*Problem to work on:* Each line below must be reproduced exactly.

[Stored data entries]
<<<<

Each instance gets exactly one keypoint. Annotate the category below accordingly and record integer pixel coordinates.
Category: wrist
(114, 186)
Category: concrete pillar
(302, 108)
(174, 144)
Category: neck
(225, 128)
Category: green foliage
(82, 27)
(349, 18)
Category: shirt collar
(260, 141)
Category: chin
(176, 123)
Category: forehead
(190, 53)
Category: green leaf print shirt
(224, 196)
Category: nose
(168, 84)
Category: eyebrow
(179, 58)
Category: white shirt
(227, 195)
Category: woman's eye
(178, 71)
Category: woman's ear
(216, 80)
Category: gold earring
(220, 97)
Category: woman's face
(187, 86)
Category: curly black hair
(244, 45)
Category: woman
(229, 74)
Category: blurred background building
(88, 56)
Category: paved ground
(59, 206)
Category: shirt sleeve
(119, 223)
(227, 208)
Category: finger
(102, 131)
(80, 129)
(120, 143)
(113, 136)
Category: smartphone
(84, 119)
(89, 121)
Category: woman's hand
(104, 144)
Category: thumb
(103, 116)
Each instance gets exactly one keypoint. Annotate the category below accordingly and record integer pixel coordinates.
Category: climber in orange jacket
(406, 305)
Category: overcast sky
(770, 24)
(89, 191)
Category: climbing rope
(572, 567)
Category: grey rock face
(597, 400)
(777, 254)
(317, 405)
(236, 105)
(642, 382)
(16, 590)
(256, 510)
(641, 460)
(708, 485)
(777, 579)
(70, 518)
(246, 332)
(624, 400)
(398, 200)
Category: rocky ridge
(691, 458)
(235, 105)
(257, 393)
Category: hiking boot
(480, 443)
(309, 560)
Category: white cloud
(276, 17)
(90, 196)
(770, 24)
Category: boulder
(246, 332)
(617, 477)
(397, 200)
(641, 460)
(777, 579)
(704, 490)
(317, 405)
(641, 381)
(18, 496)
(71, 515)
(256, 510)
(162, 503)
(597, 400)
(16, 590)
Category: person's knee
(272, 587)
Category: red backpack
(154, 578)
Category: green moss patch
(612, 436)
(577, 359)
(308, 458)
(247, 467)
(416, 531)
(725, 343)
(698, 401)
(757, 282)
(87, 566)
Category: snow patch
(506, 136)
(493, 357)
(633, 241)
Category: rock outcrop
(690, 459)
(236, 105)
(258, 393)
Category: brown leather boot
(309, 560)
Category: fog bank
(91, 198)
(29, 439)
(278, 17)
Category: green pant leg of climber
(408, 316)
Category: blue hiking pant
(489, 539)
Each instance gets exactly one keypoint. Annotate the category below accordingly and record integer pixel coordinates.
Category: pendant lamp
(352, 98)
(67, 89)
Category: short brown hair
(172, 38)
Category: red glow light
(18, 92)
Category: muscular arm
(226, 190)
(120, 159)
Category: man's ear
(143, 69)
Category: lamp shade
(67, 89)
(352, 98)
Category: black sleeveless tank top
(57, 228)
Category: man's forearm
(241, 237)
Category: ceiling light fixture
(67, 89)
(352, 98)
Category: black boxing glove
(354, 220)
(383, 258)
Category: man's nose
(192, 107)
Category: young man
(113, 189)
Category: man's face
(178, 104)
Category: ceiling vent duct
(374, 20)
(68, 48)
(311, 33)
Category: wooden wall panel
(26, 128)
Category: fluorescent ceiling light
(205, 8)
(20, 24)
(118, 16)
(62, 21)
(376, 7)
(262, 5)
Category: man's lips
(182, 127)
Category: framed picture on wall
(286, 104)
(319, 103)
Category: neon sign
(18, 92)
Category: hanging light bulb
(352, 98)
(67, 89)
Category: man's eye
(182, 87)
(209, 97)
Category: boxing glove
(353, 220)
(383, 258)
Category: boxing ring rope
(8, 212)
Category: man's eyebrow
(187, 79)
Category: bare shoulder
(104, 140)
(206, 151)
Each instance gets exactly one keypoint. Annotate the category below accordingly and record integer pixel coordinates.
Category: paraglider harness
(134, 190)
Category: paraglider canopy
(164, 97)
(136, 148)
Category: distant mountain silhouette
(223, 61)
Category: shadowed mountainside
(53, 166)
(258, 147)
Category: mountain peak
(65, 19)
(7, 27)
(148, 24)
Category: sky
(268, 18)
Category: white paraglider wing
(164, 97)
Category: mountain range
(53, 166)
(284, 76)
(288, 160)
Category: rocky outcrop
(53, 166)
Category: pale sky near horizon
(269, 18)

>>>>

*Written response:*
Each instance gets exactly one keypoint. Annotate the category below accordingly and record integer pixel coordinates.
Category: wrist
(114, 186)
Category: concrete pillar
(302, 108)
(174, 144)
Category: neck
(225, 128)
Category: green foliage
(82, 27)
(349, 18)
Category: shirt collar
(260, 141)
Category: chin
(176, 123)
Category: forehead
(190, 53)
Category: green leaf print shirt
(224, 196)
Category: nose
(168, 84)
Category: eyebrow
(179, 58)
Category: white shirt
(227, 195)
Category: woman's eye
(178, 71)
Category: woman's ear
(216, 80)
Category: gold earring
(220, 97)
Category: woman's face
(187, 86)
Category: curly black hair
(244, 45)
Category: woman
(229, 74)
Category: blurred background building
(88, 56)
Category: paved ground
(59, 206)
Category: shirt sleeve
(119, 223)
(227, 208)
Category: finger
(102, 131)
(80, 129)
(120, 143)
(113, 136)
Category: smartphone
(84, 119)
(89, 121)
Category: woman's hand
(104, 144)
Category: thumb
(103, 116)
Each instance gets exactly one keypoint. Annotate the category below accordingly and record integer pixel coordinates.
Category: climber in orange jacket
(406, 305)
Category: overcast sky
(770, 24)
(89, 191)
Category: climbing rope
(572, 567)
Category: grey rock face
(597, 400)
(777, 254)
(317, 405)
(236, 105)
(642, 382)
(16, 590)
(256, 510)
(641, 460)
(708, 485)
(777, 579)
(70, 518)
(246, 332)
(624, 400)
(398, 200)
Category: rocky ridge
(691, 458)
(235, 105)
(257, 393)
Category: hiking boot
(480, 443)
(309, 560)
Category: white cloud
(276, 17)
(90, 196)
(770, 24)
Category: boulder
(246, 332)
(617, 477)
(397, 200)
(641, 460)
(777, 579)
(704, 490)
(317, 405)
(641, 381)
(18, 496)
(71, 515)
(256, 510)
(162, 503)
(597, 400)
(16, 590)
Category: person's knee
(272, 587)
Category: red backpack
(154, 578)
Category: green moss patch
(612, 436)
(577, 359)
(308, 458)
(247, 467)
(416, 531)
(725, 343)
(698, 401)
(757, 282)
(87, 566)
Category: snow patch
(506, 136)
(493, 357)
(633, 241)
Category: rock outcrop
(690, 459)
(236, 105)
(258, 393)
Category: brown leather boot
(309, 560)
Category: fog bank
(91, 198)
(29, 439)
(278, 17)
Category: green pant leg of climber
(408, 316)
Category: blue hiking pant
(489, 539)
Each instance gets exactly one keypoint. Annotate the category below accordingly and record integer pixel coordinates.
Category: pendant lamp
(352, 98)
(67, 89)
Category: short brown hair
(172, 38)
Category: red glow light
(18, 92)
Category: muscular arm
(226, 190)
(120, 159)
Category: man's ear
(143, 69)
Category: lamp shade
(67, 89)
(352, 98)
Category: black sleeveless tank top
(57, 228)
Category: man's forearm
(241, 237)
Category: ceiling light fixture
(67, 89)
(352, 98)
Category: black boxing glove
(354, 220)
(383, 258)
Category: man's nose
(192, 107)
Category: young man
(113, 189)
Category: man's face
(178, 104)
Category: ceiling vent duct
(374, 20)
(68, 48)
(311, 33)
Category: wooden wall panel
(26, 128)
Category: fluorescent ceiling light
(205, 8)
(20, 24)
(118, 16)
(62, 21)
(376, 7)
(262, 5)
Category: man's lips
(182, 127)
Category: framed picture on wall
(286, 104)
(319, 103)
Category: neon sign
(18, 92)
Category: hanging light bulb
(352, 98)
(67, 89)
Category: man's eye
(182, 87)
(209, 97)
Category: boxing glove
(353, 220)
(383, 258)
Category: boxing ring rope
(8, 212)
Category: man's eyebrow
(187, 79)
Category: bare shoulder
(104, 140)
(206, 151)
Each instance gets exactly one keypoint. Annotate the category below accordingly and record integer pixel coordinates.
Category: paraglider harness
(134, 190)
Category: paraglider canopy
(164, 97)
(136, 148)
Category: distant mountain silhouette
(223, 61)
Category: shadowed mountainside
(53, 166)
(258, 147)
Category: mountain peak
(65, 19)
(7, 27)
(148, 24)
Category: sky
(268, 18)
Category: white paraglider wing
(164, 97)
Category: mountain range
(53, 166)
(284, 76)
(288, 160)
Category: rocky outcrop
(53, 166)
Category: pale sky near horizon
(269, 18)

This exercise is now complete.